INPUT FOR THIS TASK:

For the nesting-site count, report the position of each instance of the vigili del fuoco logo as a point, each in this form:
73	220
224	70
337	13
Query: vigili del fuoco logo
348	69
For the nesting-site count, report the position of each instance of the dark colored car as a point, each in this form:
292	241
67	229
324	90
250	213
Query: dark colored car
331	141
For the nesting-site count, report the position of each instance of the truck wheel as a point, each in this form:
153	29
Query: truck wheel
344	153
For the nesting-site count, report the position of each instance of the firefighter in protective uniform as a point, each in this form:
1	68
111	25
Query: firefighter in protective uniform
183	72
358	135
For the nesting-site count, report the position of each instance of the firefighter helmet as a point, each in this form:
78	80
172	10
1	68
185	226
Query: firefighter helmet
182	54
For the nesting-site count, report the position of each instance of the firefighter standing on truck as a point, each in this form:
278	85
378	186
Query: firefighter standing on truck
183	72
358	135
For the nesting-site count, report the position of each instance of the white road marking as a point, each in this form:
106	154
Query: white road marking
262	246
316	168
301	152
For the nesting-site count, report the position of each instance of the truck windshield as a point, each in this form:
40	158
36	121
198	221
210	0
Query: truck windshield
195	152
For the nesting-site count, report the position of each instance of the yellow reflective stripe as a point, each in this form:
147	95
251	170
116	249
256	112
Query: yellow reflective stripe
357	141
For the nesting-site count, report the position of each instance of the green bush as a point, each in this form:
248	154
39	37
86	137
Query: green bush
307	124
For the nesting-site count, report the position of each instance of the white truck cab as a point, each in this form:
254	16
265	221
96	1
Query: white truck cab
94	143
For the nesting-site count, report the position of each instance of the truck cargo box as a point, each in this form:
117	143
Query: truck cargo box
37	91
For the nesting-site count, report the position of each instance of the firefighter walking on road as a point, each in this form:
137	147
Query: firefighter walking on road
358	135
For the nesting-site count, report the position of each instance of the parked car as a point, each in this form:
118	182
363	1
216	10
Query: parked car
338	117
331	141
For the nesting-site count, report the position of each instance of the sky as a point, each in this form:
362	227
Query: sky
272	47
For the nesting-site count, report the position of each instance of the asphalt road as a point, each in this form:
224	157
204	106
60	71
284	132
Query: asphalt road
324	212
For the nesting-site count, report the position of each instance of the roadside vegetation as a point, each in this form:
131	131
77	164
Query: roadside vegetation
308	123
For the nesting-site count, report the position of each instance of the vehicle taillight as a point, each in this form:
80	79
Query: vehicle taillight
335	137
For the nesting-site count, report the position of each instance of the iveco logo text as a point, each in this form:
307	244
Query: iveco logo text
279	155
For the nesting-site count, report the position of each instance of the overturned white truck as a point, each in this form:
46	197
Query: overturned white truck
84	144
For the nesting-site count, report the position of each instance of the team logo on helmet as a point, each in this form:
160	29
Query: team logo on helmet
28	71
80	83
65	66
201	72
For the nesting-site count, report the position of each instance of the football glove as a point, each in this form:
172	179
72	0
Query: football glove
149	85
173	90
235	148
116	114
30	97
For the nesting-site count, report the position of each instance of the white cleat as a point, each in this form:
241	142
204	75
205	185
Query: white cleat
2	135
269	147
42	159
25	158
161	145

WHAT THIS TASK INVOLVES: Using the entries above, copy exactly the lines from the one containing "the white cleat" through the last, both included.

ANSWER SECTION:
For the nesting-site count, report the position of each instance of the white cleat as a point, each in this form:
241	142
204	75
205	185
Query: white cleat
2	135
269	147
42	159
25	158
161	145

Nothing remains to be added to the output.